[LISTA DE TAREFAS]
[1] Segundo o trecho da página, quem fez a indicação para o teste de "Da Cor do Pecado"?
[2] Por favor, traduza para o inglês esta frase do trecho da página: "A crítica foi muito boa com relação ao meu personagem."

Acho que o Ryan vai tentar ao máximo voltar para a Marina [Erika Januza], que é o grande amor da vida dele. Depois de todas as burrices que ele fez, depois de ter ficado deslumbrado com a fama, de ter traído a Marina, acho que ele vai lutar por esse amor. Não sei se vai querer voltar para a música. Famoso eu sei que ele não quer ser.

Carreira na TV

Para um menino que veio do Vidigal, fazer uma novela de grande sucesso como "Da Cor do Pecado" [Globo, 2004] mudou a minha vida. A Globo tinha me procurado, e a Giovanna Antonelli me deu uma forcinha, me indicou para esse teste. A crítica foi muito boa com relação ao meu personagem.

Dados extraídos de uma coleção:
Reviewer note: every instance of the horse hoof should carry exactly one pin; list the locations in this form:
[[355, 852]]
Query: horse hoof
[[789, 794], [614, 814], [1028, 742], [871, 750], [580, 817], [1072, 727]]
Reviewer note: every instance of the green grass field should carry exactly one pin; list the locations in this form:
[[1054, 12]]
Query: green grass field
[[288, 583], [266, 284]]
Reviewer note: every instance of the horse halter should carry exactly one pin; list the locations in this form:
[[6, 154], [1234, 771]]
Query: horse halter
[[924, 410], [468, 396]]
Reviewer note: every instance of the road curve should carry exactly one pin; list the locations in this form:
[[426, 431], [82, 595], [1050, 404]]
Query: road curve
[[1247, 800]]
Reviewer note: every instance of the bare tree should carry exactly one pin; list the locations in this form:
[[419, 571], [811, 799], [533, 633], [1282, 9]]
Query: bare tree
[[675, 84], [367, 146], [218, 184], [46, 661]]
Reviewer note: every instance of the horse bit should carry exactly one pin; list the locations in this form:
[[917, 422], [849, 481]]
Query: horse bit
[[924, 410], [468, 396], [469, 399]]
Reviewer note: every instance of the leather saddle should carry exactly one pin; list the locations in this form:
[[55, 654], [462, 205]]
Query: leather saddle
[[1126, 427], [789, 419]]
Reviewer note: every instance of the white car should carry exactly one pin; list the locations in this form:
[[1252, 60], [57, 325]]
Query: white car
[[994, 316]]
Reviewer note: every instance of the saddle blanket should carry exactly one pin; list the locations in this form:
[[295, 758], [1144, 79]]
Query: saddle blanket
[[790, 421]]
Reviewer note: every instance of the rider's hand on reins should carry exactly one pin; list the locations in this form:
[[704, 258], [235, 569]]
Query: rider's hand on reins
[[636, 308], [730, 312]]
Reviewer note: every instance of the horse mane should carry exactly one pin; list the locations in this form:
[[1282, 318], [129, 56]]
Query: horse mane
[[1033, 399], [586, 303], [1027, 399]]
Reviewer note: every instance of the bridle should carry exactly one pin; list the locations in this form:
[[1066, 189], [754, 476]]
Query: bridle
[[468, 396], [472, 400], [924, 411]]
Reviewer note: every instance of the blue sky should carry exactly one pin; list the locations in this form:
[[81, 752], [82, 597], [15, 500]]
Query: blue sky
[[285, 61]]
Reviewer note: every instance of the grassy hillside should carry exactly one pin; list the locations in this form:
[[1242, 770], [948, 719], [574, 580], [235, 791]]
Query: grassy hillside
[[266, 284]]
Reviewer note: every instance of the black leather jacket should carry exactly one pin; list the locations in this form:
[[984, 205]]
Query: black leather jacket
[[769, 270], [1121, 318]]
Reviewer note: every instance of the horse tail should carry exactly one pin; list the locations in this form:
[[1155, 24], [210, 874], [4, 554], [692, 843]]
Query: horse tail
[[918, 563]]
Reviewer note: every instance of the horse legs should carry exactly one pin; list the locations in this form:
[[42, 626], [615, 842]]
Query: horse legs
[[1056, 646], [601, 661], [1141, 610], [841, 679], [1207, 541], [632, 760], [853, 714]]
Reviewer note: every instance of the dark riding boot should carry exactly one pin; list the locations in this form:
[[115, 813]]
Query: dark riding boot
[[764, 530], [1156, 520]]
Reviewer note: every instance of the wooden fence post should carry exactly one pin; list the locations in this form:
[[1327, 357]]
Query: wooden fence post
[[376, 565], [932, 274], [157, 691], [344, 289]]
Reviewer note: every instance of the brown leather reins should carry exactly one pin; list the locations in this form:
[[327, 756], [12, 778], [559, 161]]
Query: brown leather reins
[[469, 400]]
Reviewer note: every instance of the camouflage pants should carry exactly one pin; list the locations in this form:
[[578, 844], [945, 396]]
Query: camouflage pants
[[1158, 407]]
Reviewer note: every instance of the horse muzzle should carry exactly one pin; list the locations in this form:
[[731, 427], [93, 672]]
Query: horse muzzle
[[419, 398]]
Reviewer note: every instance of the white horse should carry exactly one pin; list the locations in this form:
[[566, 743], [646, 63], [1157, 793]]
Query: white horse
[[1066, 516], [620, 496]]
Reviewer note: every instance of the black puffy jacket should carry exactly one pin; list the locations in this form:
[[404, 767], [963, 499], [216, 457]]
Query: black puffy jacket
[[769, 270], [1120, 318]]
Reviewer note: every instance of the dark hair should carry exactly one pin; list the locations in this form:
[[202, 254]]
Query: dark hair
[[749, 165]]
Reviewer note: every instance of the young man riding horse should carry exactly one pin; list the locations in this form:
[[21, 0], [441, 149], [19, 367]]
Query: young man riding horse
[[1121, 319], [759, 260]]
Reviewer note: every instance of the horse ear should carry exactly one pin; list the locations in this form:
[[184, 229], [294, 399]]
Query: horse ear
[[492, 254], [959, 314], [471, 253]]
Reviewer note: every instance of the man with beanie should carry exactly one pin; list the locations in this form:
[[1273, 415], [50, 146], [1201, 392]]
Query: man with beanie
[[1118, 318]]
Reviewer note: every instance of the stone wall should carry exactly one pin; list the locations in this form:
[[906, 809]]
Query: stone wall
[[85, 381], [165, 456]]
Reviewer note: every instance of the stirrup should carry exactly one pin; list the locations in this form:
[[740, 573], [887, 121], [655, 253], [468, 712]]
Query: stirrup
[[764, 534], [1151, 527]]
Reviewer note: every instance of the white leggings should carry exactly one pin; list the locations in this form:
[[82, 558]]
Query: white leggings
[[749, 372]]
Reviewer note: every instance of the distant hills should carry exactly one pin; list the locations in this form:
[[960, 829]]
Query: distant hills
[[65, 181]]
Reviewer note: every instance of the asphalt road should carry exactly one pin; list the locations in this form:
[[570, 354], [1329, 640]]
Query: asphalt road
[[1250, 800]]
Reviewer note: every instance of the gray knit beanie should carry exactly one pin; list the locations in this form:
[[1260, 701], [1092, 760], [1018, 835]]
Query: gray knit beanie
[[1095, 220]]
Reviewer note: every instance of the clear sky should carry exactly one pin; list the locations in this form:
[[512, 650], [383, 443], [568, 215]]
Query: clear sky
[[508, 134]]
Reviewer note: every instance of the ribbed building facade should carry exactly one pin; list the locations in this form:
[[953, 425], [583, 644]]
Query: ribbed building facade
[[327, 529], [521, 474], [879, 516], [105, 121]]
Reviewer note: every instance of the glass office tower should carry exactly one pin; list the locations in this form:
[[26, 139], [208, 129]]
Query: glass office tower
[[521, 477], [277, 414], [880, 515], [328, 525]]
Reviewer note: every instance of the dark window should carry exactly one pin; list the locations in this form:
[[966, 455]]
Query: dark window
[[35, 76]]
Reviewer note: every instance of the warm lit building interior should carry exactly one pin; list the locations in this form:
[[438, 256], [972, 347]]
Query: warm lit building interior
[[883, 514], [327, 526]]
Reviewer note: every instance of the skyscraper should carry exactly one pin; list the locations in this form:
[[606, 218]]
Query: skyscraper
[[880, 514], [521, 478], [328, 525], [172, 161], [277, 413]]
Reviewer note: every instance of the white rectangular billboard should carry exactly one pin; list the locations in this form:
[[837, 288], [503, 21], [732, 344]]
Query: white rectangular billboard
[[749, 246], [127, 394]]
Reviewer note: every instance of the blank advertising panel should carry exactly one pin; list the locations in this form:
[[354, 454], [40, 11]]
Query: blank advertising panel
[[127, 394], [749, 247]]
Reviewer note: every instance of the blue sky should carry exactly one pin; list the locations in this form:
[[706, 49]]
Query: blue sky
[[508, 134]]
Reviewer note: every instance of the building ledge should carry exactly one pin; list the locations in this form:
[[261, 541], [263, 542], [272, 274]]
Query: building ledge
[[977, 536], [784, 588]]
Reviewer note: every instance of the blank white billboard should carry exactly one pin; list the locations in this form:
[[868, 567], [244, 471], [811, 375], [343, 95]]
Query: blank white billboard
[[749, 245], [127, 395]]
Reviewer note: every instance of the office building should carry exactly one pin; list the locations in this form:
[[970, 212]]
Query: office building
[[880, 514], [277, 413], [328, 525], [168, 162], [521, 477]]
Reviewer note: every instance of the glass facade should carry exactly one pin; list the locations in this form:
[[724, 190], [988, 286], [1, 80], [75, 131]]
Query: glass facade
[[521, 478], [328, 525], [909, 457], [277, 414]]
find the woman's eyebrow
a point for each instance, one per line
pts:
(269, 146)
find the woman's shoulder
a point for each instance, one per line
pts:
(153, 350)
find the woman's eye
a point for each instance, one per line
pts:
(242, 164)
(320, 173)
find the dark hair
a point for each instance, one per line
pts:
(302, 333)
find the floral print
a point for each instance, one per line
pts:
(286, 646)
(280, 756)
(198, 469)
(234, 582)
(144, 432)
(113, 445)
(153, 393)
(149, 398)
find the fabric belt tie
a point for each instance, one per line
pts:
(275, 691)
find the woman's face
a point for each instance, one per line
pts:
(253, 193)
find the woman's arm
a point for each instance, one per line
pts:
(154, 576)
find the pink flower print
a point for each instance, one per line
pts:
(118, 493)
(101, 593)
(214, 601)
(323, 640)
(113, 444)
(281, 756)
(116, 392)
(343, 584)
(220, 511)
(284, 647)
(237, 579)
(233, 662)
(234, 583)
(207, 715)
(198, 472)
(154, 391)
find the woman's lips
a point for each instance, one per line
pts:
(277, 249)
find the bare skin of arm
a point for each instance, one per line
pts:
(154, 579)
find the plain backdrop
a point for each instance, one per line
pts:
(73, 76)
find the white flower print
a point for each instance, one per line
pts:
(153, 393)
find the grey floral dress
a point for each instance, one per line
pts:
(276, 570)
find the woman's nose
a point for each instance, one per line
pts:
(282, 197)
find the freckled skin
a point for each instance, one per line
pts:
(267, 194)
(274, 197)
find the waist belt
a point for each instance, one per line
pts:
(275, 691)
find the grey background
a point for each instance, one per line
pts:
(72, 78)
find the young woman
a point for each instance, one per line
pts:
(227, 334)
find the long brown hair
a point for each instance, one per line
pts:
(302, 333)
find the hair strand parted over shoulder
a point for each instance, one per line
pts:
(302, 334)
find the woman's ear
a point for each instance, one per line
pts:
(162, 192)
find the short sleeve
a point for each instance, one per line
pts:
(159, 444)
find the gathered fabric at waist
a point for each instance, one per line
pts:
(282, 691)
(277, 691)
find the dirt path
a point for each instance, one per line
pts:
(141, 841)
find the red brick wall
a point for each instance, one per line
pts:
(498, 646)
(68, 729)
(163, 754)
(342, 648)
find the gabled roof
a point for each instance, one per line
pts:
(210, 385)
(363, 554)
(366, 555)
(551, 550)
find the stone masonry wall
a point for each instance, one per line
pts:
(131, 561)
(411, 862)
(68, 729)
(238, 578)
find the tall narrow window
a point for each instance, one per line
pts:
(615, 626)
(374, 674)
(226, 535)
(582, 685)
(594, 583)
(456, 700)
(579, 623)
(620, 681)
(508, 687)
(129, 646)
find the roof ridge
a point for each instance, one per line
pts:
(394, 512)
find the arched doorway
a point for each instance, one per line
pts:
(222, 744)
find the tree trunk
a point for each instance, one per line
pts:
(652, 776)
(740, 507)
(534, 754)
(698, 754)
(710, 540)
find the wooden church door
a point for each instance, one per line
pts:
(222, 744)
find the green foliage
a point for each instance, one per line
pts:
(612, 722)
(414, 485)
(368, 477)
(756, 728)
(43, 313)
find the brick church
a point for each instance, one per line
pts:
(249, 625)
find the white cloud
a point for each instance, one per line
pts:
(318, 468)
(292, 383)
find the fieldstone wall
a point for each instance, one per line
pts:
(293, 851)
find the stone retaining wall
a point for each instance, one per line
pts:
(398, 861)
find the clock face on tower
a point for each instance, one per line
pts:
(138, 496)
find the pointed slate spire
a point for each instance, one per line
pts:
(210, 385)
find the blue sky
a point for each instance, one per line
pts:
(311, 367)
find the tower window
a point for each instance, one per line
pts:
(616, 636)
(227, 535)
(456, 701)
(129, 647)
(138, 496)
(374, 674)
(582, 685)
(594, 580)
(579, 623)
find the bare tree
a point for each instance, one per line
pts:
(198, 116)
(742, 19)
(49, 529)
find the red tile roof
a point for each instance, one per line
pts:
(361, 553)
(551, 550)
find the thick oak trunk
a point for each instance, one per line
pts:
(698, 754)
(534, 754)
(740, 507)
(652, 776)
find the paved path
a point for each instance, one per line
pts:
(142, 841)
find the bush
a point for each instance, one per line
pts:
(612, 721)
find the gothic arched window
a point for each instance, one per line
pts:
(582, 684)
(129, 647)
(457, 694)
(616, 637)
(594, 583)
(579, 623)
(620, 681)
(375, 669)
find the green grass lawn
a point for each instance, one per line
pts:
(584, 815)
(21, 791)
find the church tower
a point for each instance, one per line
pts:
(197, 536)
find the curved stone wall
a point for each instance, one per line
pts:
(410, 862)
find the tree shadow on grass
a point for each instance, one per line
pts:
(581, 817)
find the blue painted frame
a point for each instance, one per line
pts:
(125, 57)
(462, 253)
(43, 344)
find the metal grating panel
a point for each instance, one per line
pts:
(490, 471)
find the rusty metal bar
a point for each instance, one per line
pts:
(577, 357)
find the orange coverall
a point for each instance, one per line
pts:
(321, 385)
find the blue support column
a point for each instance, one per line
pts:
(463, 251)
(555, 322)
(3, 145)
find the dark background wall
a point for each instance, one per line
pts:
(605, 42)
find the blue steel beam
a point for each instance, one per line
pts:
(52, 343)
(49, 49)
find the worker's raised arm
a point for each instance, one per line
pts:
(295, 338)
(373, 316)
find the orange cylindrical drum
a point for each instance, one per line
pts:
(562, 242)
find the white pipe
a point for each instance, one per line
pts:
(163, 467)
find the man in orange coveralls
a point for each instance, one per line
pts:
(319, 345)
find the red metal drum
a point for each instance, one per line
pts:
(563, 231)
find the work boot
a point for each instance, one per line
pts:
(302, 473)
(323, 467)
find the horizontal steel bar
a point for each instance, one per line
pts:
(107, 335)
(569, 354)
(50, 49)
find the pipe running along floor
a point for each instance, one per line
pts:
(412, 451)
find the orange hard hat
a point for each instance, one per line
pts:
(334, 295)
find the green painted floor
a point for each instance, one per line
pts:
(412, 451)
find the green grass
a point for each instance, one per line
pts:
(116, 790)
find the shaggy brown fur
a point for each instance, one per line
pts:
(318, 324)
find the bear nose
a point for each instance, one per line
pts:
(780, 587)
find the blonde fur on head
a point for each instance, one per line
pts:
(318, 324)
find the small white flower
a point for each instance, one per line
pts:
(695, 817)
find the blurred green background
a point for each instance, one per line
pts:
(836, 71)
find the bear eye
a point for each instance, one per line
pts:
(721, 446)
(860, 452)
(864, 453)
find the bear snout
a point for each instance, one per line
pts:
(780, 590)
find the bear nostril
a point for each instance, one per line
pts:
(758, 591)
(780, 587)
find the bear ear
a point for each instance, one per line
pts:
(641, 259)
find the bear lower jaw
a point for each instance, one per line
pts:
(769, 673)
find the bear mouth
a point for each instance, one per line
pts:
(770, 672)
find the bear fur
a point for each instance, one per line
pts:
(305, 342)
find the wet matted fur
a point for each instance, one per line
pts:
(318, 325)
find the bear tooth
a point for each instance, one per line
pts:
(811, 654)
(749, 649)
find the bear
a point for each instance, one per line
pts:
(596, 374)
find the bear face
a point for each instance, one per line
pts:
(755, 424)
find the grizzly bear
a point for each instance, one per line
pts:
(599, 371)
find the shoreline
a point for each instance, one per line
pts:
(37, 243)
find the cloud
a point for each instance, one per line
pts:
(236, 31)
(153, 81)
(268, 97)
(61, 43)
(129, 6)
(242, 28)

[RESPOSTAS POR TAREFA]
[1] Giovanna Antonelli.

[2] The critics were very favorable toward my character.